§ What you will do: Transcribe all of the material exactly.

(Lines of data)
══════

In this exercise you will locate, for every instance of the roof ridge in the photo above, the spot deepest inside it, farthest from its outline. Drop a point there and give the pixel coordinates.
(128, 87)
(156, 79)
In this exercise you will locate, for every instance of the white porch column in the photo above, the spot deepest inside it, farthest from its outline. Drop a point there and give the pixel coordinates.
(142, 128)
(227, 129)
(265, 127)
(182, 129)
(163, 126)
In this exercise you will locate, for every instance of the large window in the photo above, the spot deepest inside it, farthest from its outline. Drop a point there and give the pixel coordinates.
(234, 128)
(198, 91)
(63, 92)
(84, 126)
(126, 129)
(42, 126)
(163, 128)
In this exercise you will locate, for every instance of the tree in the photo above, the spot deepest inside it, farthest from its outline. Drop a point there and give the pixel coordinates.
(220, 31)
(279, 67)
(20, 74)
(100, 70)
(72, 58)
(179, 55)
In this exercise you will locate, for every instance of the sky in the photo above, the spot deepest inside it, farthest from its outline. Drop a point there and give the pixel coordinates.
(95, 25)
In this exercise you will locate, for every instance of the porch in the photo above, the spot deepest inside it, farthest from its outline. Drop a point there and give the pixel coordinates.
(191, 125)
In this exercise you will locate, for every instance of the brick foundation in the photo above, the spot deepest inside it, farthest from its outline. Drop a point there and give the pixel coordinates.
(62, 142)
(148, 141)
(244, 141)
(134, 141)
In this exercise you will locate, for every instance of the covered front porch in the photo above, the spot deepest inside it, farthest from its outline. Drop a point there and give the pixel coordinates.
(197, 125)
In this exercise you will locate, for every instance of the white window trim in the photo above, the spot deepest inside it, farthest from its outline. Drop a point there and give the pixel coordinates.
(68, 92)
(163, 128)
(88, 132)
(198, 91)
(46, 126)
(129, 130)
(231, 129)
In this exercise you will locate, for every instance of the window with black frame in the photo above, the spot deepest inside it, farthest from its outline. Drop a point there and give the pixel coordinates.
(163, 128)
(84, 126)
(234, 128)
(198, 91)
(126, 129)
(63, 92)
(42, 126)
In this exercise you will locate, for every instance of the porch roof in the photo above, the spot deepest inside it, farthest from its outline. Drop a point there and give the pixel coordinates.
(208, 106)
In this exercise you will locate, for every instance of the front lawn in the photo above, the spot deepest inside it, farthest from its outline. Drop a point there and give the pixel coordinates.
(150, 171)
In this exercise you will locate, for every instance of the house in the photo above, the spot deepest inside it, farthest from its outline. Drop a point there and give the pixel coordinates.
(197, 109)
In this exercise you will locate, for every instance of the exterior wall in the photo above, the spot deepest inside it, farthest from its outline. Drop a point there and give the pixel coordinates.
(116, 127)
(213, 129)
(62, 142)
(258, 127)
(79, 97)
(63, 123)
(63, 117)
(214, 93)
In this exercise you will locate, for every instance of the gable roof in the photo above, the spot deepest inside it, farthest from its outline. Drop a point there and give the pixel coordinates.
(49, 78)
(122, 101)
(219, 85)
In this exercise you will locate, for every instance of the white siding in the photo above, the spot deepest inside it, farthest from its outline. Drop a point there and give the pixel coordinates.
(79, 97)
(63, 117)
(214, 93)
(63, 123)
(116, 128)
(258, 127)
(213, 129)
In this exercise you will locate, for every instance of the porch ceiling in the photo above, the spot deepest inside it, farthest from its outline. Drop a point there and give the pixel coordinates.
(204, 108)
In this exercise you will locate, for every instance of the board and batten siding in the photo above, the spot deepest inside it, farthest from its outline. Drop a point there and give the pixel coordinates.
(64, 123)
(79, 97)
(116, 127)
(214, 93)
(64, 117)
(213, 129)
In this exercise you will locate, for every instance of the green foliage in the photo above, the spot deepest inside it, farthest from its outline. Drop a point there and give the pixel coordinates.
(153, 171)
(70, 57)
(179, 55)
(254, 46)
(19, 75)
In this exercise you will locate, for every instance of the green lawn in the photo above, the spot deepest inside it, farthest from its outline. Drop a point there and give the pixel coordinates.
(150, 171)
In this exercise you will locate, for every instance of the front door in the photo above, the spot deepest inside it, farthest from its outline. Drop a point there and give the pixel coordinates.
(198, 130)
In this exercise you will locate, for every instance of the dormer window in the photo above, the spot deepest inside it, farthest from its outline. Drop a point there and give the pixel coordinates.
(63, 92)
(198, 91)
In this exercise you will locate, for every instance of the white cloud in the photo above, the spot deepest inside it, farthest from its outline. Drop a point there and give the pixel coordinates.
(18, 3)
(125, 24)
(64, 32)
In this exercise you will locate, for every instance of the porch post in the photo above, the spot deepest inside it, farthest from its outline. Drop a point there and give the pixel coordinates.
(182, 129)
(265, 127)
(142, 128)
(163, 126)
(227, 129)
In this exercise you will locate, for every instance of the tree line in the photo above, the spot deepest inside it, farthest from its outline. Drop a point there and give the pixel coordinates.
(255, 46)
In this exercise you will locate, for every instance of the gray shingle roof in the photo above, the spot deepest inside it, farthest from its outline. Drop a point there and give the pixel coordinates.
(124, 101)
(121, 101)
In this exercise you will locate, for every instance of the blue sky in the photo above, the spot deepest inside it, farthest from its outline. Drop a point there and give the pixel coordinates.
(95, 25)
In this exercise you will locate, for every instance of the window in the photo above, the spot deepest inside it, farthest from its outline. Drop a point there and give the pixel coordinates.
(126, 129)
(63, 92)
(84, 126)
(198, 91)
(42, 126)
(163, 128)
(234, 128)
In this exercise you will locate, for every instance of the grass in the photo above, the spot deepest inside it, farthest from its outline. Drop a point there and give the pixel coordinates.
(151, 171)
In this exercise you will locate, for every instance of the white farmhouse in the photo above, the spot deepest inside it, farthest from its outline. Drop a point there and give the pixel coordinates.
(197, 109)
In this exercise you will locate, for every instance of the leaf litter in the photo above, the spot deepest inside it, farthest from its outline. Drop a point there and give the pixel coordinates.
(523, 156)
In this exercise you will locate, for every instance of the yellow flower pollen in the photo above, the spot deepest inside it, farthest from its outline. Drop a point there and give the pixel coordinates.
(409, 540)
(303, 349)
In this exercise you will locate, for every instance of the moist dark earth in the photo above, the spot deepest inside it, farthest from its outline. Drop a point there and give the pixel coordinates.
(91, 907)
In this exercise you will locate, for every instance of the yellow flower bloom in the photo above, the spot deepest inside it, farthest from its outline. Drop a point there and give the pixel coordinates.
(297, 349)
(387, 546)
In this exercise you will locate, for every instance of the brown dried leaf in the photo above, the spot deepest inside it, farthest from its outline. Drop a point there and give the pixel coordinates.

══════

§ Exercise output:
In this exercise you will locate, for every instance of the roof ridge in the photo above, the spot deepest inside it, farthest from its outline. Drop a point there and give the pixel coordinates.
(128, 87)
(156, 79)
In this exercise you will locate, for every instance of the white porch column in the photo above, the spot deepest inside it, farthest from its outline. Drop a point there and give the pixel coordinates.
(142, 128)
(227, 129)
(265, 127)
(182, 129)
(163, 126)
In this exercise you will locate, for every instance of the large window in the photo above, the spot deepest inside it, farthest from its outline. Drop a point there and give the pixel coordinates.
(234, 128)
(198, 91)
(63, 92)
(84, 126)
(126, 129)
(42, 126)
(163, 128)
In this exercise you will locate, for every instance of the tree in the photo above, the spot deepest inside it, farthest from its outline. Drop a point there and give the pixel coordinates.
(220, 31)
(279, 67)
(20, 74)
(100, 70)
(72, 58)
(179, 55)
In this exercise you will locate, for every instance of the sky in the photo above, the spot deepest inside it, farthest from its outline. Drop a point there and give the pixel coordinates.
(95, 25)
In this exercise you will locate, for every instance of the porch in the photo above, the spot deepest inside it, farthest from its outline. Drop a point there and give the pixel coordinates.
(191, 125)
In this exercise you will locate, for every instance of the brick foundation in the photo above, the spot deepest inside it, farthest from its outline. Drop a point there and give the pixel coordinates.
(62, 142)
(148, 141)
(244, 141)
(134, 141)
In this exercise you will locate, for every instance of the covered front porch in the photo above, the spot deepest inside it, farthest from its outline. Drop a point there and give the pixel coordinates.
(197, 125)
In this exercise you will locate, for every instance of the white window trim in the photo above, the spot deepest inside it, farthest from its outline. Drop a point there and give the pixel coordinates.
(68, 92)
(163, 128)
(88, 132)
(198, 91)
(46, 126)
(129, 130)
(231, 129)
In this exercise you will locate, for every instance of the window with black frame in the photo above, the spot deepest inside it, farthest from its outline. Drop a point there and give the pixel coordinates.
(163, 128)
(84, 126)
(234, 128)
(198, 91)
(126, 129)
(63, 92)
(42, 126)
In this exercise you will locate, for every instance of the porch roof in the photo above, the spot deepest inside it, farthest from its outline. Drop a point there and give the pixel coordinates.
(208, 106)
In this exercise you will locate, for every instance of the front lawn in the photo above, the spot deepest inside it, farthest from its outline. Drop a point there and give the pixel coordinates.
(150, 171)
In this exercise you will locate, for every instance of the house in the photo above, the spot deepest inside it, farthest from its outline. Drop a point there and give the pixel coordinates.
(197, 109)
In this exercise you will locate, for every instance of the exterior wall in the photo above, the spot deepest inside it, farthest from its outline. Drop a point there and give the pixel coordinates.
(116, 127)
(213, 129)
(62, 142)
(258, 127)
(79, 97)
(63, 123)
(63, 117)
(214, 93)
In this exercise you will locate, for every instance of the gable roof in the photo above, the spot deepest inside it, farthest from its outline. Drop a point there and give the pixel coordinates.
(49, 78)
(122, 101)
(219, 85)
In this exercise you will locate, for every instance of the white siding in the photo above, the spot deepest inside it, farthest from its outline. Drop a point there and give the pixel coordinates.
(79, 97)
(63, 117)
(214, 93)
(63, 123)
(116, 128)
(258, 127)
(213, 129)
In this exercise you will locate, for every instance of the porch ceiling in the photo above, the spot deepest inside it, farthest from its outline. Drop a point there and give the pixel coordinates.
(204, 108)
In this exercise you will locate, for every instance of the board and batten siding in the photo above, the spot deepest inside it, farthest from its outline. Drop a point there and give the pixel coordinates.
(64, 123)
(79, 97)
(116, 127)
(214, 93)
(64, 117)
(213, 129)
In this exercise you will locate, for every instance of the green foliage in the photo above, the spot deepest inside it, farthest from its outline. Drop a point there and give the pixel coordinates.
(153, 171)
(70, 57)
(179, 55)
(254, 46)
(19, 75)
In this exercise you will locate, for every instance of the green lawn in the photo above, the spot deepest inside it, farthest from its outline. Drop a point there and give the pixel coordinates.
(150, 171)
In this exercise you will locate, for every instance of the front door in the photo above, the spot deepest inside it, farthest from its outline. Drop a point there and give the pixel coordinates.
(198, 130)
In this exercise you will locate, for every instance of the dormer window in the photo above, the spot deepest inside it, farthest from its outline. Drop a point there and give the pixel coordinates.
(63, 92)
(198, 91)
In this exercise you will locate, for every instance of the white cloud in the photo above, the spot deepest inside it, farthest from its outline. Drop a point there and give the pixel coordinates.
(18, 3)
(125, 24)
(64, 32)
In this exercise you will locate, for every instance of the porch post in the photo above, the spot deepest inside it, farthest from its outline. Drop a point there and give the pixel coordinates.
(182, 129)
(265, 127)
(142, 128)
(163, 126)
(227, 129)
In this exercise you will locate, for every instance of the tree line in the photo above, the spot deepest inside it, farthest from its outline. Drop a point there and give the pixel coordinates.
(255, 46)
In this exercise you will locate, for every instance of the gray shingle roof in the photo above, the spot deepest inside it, farthest from its outline. Drop a point there and give the pixel coordinates.
(124, 101)
(121, 101)
In this exercise you will locate, for every instance of the blue sky in the photo above, the spot deepest inside it, farthest from its outline. Drop a point there and give the pixel coordinates.
(95, 25)
In this exercise you will locate, for every instance of the window in the photo above, the spot deepest inside it, farthest from its outline. Drop a point there and give the pixel coordinates.
(126, 129)
(63, 92)
(84, 126)
(198, 91)
(42, 126)
(163, 128)
(234, 128)
In this exercise you will locate, for every instance of the grass in the photo above, the spot deepest inside it, farthest from its outline. Drop a point there and give the pixel coordinates.
(151, 171)
In this exercise you will locate, for every instance of the white farmhouse in the photo above, the spot deepest inside it, farthest from its outline. Drop a point there and give the pixel coordinates.
(197, 109)
In this exercise you will locate, for every instance of the leaf litter in the photo above, the spot deepest inside it, farthest from its outline. Drop a point there and give the pixel coordinates.
(523, 156)
In this exercise you will locate, for every instance of the yellow flower pollen in the photo above, the spot deepest inside it, farthest from its outline. Drop a point there and give the pixel coordinates.
(409, 540)
(303, 349)
In this exercise you will locate, for every instance of the moist dark earth in the photo above, the spot deepest inside it, farthest from its outline. Drop a point there and give the pixel coordinates.
(91, 907)
In this exercise you will locate, for every instance of the yellow flower bloom in the photo above, the spot deepest inside it, farthest from its outline. Drop a point there and give the pixel coordinates.
(297, 349)
(387, 546)
In this exercise you will locate, for every instance of the brown dried leaf in the photo above, the spot deepest inside it, farthest from its outline. Drop a point there and give the pixel coordinates.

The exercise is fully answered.